Document passage
* * *

I measured the total render time (from `pathtraceInit`, up to but not including `pathtraceFree`), the g-buffer initialization time, and the denoising time. The path-tracing time is calculated by subtracting g-buffer and denoise from the total render time.

#### Denoising Runtime

Denoising should have a very small effect on render time, since it runs in constant time in parallel on the GPU. We only need to generate the g buffers on the first bounce of the first iteration. Then, we only need to denoise once after raytracing is complete. Both steps launch kernels that run in constant time for each pixel in parallel.

The measurements show that denoising, including g-buffer generation are both very fast compared to path-tracing for 10 iterations. The results would be even more skewed as we increase the number of iterations.

![](img/graphs/Effect%20of%20Denoising%20Step%20on%20Total%20Path-tracing%20Time.png)

#### Varying Image Resolution

We can also look at how the denoising time is affected by the image resolution. These results were tested on the cornell with ceiling light scene, with `filterSize = 80, colorWeight = 0.4, normalWeight = 0.35, positionWeight = 0.2`, and a block size of 16 x 16. G-buffer construction time is still negligible. I also implemented a version of the performance test where I grid-searched for the best block size (from 4 x 4 to 32 x 32), but found that the trend was almost exactly the same (see [graph](img/graphs/Effect%20of%20Increasing%20Image%20Resolution%20on%20Denoising%20Time%20with%20Variable%20Block%20Size.png)).

* * *

Tasks to perform
1 > Rewrite the paragraph of the denoiser performance write-up that begins "Denoising should have a very small effect" as a bulleted list, keeping its main facts.
2 > Extend the denoiser performance write-up past its final sentence.
The listing comes from a separate source.

* * *

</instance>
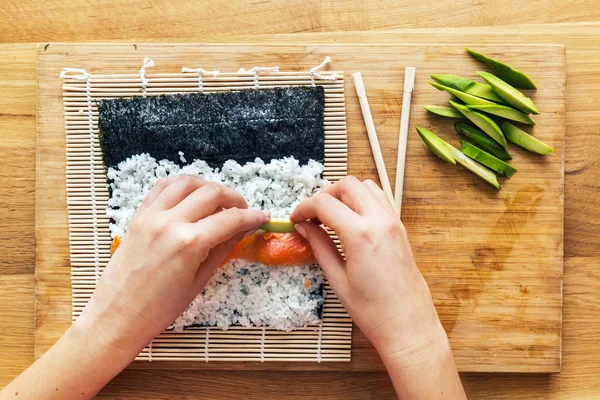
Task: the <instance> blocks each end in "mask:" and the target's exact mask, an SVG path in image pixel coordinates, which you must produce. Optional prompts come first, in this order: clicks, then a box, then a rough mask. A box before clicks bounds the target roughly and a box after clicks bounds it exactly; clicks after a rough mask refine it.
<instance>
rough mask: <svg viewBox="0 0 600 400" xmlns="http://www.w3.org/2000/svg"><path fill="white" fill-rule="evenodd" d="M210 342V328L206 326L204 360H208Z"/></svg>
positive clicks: (204, 341) (204, 340) (204, 347)
mask: <svg viewBox="0 0 600 400" xmlns="http://www.w3.org/2000/svg"><path fill="white" fill-rule="evenodd" d="M209 343H210V328H209V327H206V336H204V362H208V350H209V348H208V346H209Z"/></svg>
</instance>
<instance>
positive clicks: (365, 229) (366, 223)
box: [356, 222, 373, 243]
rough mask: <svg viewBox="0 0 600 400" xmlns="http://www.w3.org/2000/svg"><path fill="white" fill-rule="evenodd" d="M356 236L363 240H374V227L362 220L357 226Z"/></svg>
mask: <svg viewBox="0 0 600 400" xmlns="http://www.w3.org/2000/svg"><path fill="white" fill-rule="evenodd" d="M356 237H357V238H358V239H359V240H361V241H364V242H367V243H371V242H372V241H373V229H371V227H370V226H369V224H367V223H365V222H361V223H359V224H358V225H357V226H356Z"/></svg>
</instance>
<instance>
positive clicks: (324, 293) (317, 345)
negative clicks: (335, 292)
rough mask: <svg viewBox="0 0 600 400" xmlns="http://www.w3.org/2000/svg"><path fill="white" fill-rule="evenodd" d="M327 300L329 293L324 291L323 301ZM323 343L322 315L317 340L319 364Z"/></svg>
mask: <svg viewBox="0 0 600 400" xmlns="http://www.w3.org/2000/svg"><path fill="white" fill-rule="evenodd" d="M326 299H327V291H326V290H325V289H323V301H325V300H326ZM322 342H323V315H321V322H319V336H318V338H317V363H318V364H321V358H322V357H323V356H322V355H321V347H322Z"/></svg>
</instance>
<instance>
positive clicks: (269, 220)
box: [258, 218, 296, 233]
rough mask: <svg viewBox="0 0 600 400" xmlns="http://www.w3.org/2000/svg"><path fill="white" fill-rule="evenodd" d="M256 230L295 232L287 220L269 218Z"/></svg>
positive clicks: (295, 229) (289, 223)
mask: <svg viewBox="0 0 600 400" xmlns="http://www.w3.org/2000/svg"><path fill="white" fill-rule="evenodd" d="M258 229H260V230H263V231H266V232H278V233H288V232H295V231H296V228H295V225H294V223H293V222H292V221H290V220H289V218H271V219H270V220H269V222H267V223H266V224H264V225H261V226H259V227H258Z"/></svg>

* * *

Answers per task
1 >
- Denoising should add very little to render time because it runs in constant time, in parallel on the GPU.
- G-buffers are generated only on the first bounce of the first iteration.
- Denoising runs only once, after raytracing is complete.
- Both steps launch kernels that run in constant time for each pixel, in parallel.

2 >
| Resolution (pixels) | Denoising Time (seconds) | Percent of Time to Render 10 Iterations |
| --|--|--|
| 200 x 200| 0.0001851 | 0.13% |
| 400 x 400| 0.0003627 | 0.24% |
| 800 x 800| 0.001175 | 0.68% |
| 1600 x 1600| 0.0043464 | 1.34% |
| 3200 x 3200 |0.0159033 | 2.03% |

Plotting the results shows that the denoising time increases almost perfectly linearly with respect to the number of pixels. In comparison, the other path-tracing steps do not scale linearly as resolution increases, so the total proportion of time spent denoising increases, making denoising slightly less efficient at higher resolutions.

![](img/graphs/Effect%20of%20Increasing%20Image%20Resolution%20on%20Denoising%20Time%20(linear%20scale%2C%20block%20size%20%3D%2016%20x%2016).png)

Through the very rigorous method of commenting out parts of the code and checking the run time, I found two sections that made the code extra slow:
1. global memory access when getting gbuffer data at neighbouring pixels' indices
2. calculating the edge avoidance weight (specifically, the exp function)

#1 probably scales badly due to the increase in number of pixels that need to access neighbouring pixels' data from different blocks, so caching isn't as helpful. Without these two steps, the 3200 x 3200 resolution test would run about 10x faster.

#### Varying Filter Size

Tested on cornell ceiling light scene with default color/normal/position weights, filter sizes = 10, 20, 40, 80, ... 640.

![](img/graphs/Effect%20of%20Filter%20Size%20on%20Denoising%20Time.png)

Denoising time increases linearly with respect to log filter size. This makes sense, since filter size = 2 ^ (# of iterations) x 5, and denoising time should increase linearly as the number of A-trous iterations does.

### Bloopers
[are here](https://docs.google.com/document/d/1BJmclri4VJY_IXbsLU8Er_CQihQnfmzTQRi5cz9FthM/edit#heading=h.9whglgx4yoxx)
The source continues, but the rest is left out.